Copy out word for word the lines below, starting at the line that contains "Where can you see the woman's arm" and ending at the line that contains "column 86, row 95", with both of those lines included.

— Begin SUPPLIED RECORDS —

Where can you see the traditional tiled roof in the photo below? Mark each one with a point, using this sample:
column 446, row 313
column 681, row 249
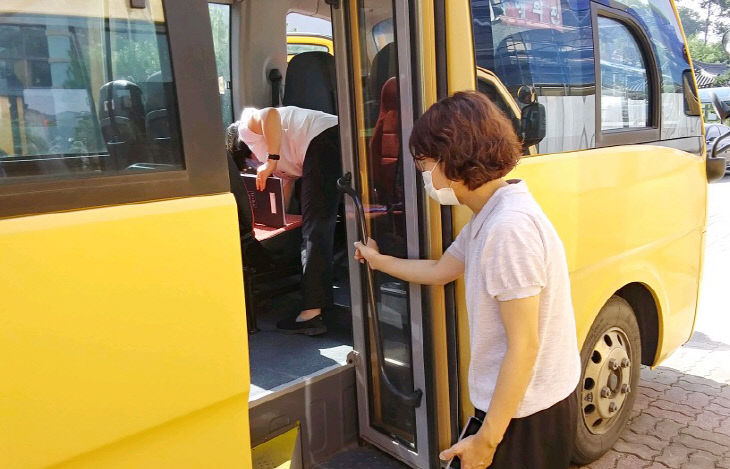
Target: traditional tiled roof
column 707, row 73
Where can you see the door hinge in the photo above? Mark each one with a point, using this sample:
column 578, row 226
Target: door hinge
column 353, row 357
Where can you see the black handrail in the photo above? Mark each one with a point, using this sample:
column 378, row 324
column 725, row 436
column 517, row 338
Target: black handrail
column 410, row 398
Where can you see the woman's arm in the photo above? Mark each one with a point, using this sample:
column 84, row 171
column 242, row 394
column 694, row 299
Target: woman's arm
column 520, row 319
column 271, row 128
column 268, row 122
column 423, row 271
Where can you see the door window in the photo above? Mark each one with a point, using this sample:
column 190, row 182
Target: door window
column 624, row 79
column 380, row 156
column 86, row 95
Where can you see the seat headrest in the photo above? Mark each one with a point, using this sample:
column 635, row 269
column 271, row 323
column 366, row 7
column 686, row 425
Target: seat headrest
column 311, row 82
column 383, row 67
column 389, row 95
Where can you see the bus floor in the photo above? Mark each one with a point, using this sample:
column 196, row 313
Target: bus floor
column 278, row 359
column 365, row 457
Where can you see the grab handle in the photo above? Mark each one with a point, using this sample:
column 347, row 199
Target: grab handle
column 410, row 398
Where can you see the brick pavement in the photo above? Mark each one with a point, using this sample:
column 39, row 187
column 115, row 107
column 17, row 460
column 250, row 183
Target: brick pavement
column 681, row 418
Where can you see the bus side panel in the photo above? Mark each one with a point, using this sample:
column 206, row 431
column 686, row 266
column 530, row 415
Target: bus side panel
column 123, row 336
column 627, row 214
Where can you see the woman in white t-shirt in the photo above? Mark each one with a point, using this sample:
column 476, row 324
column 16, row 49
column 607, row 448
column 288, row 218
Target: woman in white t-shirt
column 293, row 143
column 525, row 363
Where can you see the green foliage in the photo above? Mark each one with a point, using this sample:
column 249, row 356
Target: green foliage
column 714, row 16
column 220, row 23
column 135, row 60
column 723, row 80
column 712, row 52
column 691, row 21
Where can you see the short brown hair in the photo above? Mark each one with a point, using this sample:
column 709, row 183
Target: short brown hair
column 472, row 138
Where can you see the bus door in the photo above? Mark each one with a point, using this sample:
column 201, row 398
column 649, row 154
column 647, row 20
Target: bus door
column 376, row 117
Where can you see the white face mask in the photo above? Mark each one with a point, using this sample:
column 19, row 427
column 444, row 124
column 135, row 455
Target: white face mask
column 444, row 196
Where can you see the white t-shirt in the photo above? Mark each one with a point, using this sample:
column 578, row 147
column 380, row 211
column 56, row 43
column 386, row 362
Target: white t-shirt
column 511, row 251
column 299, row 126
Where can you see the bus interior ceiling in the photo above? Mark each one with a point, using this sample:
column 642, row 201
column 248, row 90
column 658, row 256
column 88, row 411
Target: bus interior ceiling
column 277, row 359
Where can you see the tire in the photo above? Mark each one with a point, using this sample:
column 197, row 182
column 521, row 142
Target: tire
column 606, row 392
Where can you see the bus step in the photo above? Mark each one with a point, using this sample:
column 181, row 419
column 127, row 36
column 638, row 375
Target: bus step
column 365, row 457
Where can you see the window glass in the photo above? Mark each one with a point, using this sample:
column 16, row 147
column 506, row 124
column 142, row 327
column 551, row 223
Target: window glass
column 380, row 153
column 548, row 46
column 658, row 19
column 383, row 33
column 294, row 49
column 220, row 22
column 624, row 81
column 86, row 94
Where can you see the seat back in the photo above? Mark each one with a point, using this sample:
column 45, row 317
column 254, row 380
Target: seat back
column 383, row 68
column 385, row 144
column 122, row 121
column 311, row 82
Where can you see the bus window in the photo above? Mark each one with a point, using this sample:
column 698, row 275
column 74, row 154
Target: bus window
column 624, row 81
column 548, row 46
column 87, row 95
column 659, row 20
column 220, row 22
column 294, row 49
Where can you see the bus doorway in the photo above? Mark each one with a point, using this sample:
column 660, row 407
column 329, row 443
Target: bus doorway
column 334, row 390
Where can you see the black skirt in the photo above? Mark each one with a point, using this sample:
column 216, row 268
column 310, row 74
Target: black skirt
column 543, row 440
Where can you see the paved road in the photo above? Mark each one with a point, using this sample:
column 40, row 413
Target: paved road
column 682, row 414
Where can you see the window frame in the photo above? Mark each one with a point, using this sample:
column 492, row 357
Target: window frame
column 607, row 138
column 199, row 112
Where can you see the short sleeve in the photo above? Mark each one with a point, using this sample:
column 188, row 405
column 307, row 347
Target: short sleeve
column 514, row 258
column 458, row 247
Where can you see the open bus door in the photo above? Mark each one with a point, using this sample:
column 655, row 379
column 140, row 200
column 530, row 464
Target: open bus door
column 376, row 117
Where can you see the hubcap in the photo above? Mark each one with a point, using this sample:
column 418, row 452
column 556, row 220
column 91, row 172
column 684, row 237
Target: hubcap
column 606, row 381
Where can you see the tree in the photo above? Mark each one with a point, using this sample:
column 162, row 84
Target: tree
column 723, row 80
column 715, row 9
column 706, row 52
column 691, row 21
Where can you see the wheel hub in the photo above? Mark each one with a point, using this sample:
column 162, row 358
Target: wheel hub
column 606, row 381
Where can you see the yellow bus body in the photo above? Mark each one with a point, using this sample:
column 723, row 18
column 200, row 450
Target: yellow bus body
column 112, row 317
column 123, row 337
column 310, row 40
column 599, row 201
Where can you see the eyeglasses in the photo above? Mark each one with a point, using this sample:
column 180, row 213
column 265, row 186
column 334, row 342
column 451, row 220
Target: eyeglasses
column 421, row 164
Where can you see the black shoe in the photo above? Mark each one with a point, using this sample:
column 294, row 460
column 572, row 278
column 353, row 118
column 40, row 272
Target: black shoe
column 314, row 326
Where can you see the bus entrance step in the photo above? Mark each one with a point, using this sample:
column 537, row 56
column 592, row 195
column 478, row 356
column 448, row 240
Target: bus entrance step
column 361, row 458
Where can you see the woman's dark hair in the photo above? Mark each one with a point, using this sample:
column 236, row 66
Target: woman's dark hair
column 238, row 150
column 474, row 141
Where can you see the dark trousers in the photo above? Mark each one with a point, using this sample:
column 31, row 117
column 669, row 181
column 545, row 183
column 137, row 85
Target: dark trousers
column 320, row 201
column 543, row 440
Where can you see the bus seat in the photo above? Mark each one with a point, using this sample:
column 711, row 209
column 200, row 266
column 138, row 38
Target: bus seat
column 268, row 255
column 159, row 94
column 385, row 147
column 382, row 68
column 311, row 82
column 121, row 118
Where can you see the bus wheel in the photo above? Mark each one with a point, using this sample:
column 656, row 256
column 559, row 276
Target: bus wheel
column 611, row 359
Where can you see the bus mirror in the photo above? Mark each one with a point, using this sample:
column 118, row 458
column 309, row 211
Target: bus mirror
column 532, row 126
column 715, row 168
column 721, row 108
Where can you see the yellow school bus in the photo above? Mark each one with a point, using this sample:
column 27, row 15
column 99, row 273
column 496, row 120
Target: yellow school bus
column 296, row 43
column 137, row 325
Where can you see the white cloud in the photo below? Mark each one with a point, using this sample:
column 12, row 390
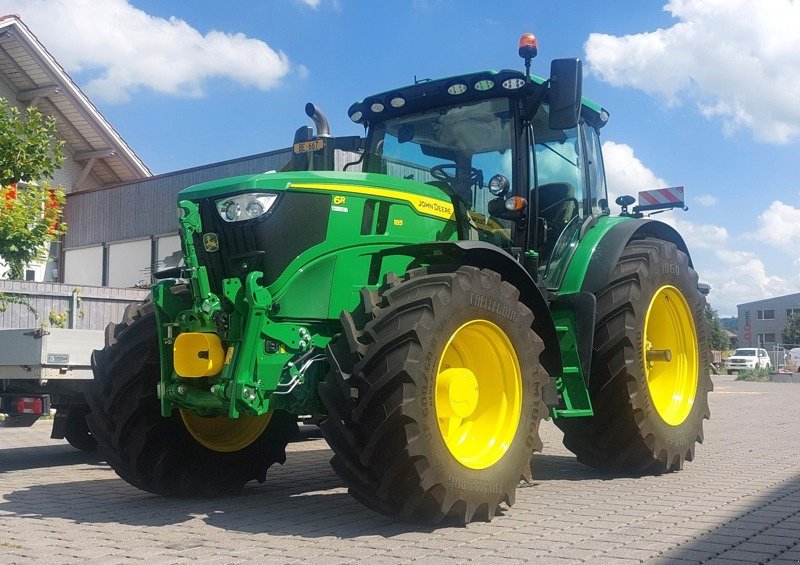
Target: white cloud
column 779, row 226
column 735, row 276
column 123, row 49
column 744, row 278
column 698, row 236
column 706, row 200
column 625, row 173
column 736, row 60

— End SUPPLIED RECORDS —
— Begin SUPPLIED RECORDS —

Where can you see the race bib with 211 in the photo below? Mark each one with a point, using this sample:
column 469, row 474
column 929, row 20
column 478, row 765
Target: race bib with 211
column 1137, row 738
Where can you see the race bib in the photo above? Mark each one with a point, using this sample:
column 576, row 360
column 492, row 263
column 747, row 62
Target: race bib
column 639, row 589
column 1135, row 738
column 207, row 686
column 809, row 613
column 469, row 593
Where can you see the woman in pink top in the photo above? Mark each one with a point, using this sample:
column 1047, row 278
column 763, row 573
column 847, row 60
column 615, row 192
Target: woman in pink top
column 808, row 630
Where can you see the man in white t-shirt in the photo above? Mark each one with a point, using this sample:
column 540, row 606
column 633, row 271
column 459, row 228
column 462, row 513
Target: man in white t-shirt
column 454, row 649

— End SUPPLIED RECORDS —

→ **EXERCISE RESULT**
Where can you see the woman's arm in the photo above? Mark each one with a point, using this sample:
column 84, row 171
column 242, row 394
column 694, row 299
Target: woman's arm
column 520, row 319
column 271, row 128
column 268, row 122
column 423, row 271
Where can you see the door window in the photo above? Mark each one with a point, using this sample:
column 190, row 182
Target: door window
column 624, row 79
column 380, row 156
column 86, row 95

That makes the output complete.